Data extracts:
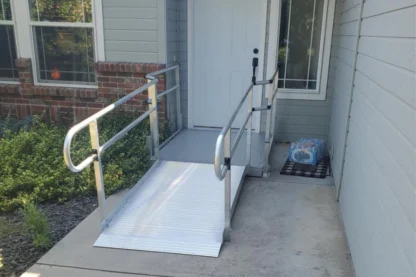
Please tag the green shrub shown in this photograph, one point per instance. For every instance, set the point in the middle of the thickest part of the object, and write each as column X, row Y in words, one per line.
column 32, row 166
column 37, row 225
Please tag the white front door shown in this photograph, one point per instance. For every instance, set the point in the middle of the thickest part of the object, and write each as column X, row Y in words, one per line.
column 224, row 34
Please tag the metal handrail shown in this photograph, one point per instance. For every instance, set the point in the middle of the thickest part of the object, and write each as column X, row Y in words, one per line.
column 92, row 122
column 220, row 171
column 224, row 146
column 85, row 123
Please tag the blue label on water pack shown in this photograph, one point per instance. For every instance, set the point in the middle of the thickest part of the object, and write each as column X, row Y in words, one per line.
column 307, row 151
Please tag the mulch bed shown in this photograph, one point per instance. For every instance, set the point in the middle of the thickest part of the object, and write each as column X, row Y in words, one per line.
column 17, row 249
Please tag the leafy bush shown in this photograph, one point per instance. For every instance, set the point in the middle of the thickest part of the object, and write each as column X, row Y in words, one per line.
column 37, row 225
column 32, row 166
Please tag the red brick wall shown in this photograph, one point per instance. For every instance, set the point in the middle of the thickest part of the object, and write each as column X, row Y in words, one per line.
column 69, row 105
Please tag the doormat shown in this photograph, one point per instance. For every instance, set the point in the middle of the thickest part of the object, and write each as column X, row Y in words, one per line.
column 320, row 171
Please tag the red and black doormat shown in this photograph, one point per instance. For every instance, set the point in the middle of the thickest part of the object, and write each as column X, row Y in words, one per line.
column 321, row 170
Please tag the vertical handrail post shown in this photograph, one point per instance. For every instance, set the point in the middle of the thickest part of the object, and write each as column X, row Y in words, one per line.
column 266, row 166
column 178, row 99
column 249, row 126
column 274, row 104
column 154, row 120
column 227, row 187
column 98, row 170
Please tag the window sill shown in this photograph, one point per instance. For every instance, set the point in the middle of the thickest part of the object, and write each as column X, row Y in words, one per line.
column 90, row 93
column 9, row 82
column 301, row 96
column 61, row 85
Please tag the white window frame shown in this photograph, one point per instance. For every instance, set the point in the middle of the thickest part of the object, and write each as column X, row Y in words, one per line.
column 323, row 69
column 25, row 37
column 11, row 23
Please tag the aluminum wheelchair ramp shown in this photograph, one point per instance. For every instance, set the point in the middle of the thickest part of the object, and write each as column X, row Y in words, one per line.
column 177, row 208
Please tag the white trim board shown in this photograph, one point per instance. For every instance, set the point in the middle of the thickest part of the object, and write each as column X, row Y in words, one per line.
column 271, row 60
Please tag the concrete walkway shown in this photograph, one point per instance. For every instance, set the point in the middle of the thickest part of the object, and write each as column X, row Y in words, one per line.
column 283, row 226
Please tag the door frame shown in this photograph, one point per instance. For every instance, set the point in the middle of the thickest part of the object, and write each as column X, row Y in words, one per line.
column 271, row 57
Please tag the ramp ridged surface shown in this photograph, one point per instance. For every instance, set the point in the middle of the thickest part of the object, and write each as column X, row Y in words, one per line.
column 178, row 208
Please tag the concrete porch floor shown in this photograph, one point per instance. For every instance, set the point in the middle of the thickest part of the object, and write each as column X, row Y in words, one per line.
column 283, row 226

Work order:
Once the line with "Please tag the ramp" is located in the data above, repeat it and every later line through the end, exactly.

Response below:
Please tag the ramp ridged surface shown in this photograph, one point per instance. For every instance, set the point in the middle of the thickest part of the object, and write each as column X, row Y in words, one per line.
column 178, row 208
Please tag the concrete porch floor shown in this photograph, one point per instance. For every instance, set the point in the middle of the thickest part of the object, and write each as column X, row Y in words, one per line.
column 283, row 226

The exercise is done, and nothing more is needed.